◆ INSTRUCTIONS FOR THE TASK:
Lay out the lines as a Markdown table with the columns Row and Line, one row per line and blank lines omitted. Begin at the line containing "Where can the man's neck" and continue through the last line.

Data entries
## start

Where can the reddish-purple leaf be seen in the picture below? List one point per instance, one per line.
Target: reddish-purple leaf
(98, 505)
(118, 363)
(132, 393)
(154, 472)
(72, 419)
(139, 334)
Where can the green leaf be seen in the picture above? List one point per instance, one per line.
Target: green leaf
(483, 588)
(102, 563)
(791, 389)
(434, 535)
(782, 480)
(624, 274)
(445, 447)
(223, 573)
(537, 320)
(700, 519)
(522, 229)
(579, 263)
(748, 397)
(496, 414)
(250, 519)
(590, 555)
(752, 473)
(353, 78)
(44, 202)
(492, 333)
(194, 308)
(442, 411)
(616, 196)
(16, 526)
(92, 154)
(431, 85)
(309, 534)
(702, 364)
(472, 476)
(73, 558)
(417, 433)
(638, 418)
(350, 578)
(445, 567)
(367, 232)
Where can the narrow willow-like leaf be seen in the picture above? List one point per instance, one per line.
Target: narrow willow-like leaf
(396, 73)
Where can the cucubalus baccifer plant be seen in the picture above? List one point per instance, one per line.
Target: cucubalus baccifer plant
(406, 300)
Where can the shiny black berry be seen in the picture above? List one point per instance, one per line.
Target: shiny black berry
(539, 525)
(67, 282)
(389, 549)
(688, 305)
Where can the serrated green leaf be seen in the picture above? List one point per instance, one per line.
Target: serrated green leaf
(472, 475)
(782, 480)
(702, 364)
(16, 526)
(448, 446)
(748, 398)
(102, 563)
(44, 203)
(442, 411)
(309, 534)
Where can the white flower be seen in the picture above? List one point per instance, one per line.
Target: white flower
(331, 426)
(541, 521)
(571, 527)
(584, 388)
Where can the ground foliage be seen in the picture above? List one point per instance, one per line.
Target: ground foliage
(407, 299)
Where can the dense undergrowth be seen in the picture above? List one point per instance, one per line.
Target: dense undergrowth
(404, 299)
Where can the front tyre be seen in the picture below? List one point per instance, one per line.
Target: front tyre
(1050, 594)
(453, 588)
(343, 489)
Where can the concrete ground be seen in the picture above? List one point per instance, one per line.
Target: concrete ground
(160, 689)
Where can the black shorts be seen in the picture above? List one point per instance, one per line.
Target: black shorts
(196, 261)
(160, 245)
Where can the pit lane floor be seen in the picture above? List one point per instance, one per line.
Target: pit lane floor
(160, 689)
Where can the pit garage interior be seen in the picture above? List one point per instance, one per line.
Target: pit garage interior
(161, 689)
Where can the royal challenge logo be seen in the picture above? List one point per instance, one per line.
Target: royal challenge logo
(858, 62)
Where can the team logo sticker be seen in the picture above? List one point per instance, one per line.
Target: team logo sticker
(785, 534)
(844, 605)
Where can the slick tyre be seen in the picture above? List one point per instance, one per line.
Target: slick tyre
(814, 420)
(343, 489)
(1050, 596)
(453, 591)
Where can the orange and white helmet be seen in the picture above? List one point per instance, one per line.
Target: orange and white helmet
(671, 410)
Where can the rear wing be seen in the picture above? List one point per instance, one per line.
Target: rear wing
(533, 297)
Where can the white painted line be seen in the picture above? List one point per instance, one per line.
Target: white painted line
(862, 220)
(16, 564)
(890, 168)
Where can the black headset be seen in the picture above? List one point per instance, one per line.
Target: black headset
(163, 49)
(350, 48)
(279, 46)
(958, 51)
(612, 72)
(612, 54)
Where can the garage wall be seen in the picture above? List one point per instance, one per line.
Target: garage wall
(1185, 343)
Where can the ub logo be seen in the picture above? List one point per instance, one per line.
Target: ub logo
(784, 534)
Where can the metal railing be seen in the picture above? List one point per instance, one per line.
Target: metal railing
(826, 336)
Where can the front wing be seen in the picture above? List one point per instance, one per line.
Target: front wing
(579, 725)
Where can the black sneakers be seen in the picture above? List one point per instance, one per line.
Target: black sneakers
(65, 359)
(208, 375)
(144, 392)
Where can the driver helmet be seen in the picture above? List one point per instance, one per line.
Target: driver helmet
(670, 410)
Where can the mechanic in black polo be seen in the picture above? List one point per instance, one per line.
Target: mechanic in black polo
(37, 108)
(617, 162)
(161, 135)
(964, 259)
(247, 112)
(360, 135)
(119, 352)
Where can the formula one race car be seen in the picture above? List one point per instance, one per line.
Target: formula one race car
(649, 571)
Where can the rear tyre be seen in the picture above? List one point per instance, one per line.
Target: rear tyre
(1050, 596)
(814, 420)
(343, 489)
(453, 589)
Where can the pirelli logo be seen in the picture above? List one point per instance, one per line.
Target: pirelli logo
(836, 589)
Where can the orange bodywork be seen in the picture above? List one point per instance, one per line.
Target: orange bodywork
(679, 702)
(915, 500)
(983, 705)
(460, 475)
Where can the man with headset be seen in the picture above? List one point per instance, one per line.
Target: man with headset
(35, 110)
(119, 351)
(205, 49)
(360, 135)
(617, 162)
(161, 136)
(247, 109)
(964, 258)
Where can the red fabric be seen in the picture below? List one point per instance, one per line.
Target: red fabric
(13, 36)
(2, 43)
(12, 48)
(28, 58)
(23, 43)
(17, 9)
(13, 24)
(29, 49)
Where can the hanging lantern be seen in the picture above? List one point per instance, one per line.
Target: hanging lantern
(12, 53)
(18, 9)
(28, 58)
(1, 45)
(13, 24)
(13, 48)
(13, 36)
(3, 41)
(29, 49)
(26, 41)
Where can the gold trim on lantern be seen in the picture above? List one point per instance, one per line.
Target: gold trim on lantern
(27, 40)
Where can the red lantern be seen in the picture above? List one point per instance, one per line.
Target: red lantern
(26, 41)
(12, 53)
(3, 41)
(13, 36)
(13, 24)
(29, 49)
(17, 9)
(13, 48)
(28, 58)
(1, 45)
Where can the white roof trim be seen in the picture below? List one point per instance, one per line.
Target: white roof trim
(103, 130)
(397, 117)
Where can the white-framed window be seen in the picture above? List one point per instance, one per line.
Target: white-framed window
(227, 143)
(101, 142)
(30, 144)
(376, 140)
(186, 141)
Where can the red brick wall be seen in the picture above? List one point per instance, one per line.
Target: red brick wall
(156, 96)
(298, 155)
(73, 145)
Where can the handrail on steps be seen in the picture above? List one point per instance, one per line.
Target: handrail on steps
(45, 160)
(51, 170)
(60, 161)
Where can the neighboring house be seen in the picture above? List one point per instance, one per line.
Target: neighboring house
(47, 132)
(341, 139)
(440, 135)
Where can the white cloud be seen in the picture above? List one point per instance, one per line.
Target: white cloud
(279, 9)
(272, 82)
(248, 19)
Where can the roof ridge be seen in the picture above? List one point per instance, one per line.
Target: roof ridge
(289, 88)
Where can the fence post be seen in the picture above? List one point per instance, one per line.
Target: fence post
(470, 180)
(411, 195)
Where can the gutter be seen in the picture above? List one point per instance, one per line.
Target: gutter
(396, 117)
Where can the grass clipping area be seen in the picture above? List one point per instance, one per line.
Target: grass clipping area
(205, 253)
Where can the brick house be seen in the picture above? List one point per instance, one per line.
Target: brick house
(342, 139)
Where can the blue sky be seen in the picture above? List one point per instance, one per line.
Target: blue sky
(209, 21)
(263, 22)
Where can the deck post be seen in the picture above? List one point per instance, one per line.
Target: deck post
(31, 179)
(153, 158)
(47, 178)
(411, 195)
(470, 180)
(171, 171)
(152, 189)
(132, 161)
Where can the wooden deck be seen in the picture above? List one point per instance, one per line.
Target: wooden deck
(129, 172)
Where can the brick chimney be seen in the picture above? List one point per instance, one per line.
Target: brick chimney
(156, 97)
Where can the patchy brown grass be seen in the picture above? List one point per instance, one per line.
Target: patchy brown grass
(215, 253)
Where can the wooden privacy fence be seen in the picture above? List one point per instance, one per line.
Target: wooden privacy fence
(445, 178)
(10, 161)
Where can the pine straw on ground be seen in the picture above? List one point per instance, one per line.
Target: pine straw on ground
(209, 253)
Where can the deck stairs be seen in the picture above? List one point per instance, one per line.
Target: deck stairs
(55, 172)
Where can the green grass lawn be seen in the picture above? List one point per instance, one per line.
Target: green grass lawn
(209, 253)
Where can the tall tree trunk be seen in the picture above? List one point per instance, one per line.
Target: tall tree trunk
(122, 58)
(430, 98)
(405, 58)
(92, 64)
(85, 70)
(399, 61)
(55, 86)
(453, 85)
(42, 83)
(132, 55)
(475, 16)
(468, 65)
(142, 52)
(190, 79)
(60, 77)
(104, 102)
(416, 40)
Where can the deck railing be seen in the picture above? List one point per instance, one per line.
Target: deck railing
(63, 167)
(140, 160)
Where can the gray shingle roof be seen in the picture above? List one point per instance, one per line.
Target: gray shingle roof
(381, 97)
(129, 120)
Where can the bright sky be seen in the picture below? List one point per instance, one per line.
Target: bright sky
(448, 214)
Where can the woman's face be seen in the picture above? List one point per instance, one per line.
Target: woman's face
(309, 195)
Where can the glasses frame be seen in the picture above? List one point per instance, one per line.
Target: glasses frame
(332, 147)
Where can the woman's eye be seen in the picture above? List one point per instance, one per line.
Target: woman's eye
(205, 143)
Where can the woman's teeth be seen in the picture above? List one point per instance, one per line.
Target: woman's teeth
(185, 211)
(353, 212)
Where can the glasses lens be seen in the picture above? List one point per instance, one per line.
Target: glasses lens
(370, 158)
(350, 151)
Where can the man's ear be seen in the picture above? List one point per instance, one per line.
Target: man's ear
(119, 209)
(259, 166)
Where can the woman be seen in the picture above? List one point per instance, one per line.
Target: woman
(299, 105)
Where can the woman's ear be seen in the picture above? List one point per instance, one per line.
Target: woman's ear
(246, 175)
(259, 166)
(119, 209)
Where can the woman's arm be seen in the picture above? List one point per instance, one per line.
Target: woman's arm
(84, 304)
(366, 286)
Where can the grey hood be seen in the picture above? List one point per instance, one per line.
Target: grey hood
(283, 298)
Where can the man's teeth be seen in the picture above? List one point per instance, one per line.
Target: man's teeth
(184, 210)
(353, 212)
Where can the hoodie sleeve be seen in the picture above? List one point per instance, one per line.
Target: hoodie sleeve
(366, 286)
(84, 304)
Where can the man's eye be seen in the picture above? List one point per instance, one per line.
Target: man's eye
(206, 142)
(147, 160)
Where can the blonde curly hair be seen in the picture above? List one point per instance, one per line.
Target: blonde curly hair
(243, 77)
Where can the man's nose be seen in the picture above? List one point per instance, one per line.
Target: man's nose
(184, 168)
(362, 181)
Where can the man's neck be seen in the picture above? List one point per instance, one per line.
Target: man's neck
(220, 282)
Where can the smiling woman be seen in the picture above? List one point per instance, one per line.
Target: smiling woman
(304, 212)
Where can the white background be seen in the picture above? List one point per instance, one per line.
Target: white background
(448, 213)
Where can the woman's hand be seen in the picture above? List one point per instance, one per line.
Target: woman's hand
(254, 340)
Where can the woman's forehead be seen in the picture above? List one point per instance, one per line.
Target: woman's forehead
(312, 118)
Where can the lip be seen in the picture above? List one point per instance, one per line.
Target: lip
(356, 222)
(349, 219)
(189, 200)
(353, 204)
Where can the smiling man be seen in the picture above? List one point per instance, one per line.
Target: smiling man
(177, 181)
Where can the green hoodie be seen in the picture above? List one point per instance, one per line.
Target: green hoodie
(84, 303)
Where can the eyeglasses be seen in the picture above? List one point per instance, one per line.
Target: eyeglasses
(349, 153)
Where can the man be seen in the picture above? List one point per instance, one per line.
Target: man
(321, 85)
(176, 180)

## end

◆ SOLVED PROBLEM:
| Row | Line |
|---|---|
| 1 | Where can the man's neck be seen in the picture above? List one point per instance, one per line. |
| 2 | Target: man's neck |
| 3 | (220, 282) |
| 4 | Where can the smiling woman be seen in the picture above? List one point per instance, one per line. |
| 5 | Target: smiling woman |
| 6 | (304, 212) |
| 7 | Where can the white background be seen in the picture above? List one point per instance, one per line. |
| 8 | Target: white background |
| 9 | (448, 213) |
| 10 | Where can the woman's hand be seen in the picture above? List one point per instance, one per line. |
| 11 | Target: woman's hand |
| 12 | (254, 340) |
| 13 | Where can the woman's forehead be seen in the picture above? List one point per instance, one per line. |
| 14 | Target: woman's forehead |
| 15 | (312, 118) |
| 16 | Where can the lip be seen in the picture above? List one point per instance, one per line. |
| 17 | Target: lip |
| 18 | (356, 222) |
| 19 | (349, 219) |
| 20 | (189, 200) |
| 21 | (353, 204) |
| 22 | Where can the smiling man be seen in the picture above? List one point per instance, one per line. |
| 23 | Target: smiling man |
| 24 | (177, 181) |
| 25 | Where can the green hoodie be seen in the picture above? List one point per instance, one per line. |
| 26 | Target: green hoodie |
| 27 | (84, 303) |
| 28 | Where can the eyeglasses be seen in the picture above? List one point per instance, one per line. |
| 29 | Target: eyeglasses |
| 30 | (349, 153) |
| 31 | Where can the man be seen in the picture above? List one point per instance, one per line. |
| 32 | Target: man |
| 33 | (321, 85) |
| 34 | (176, 180) |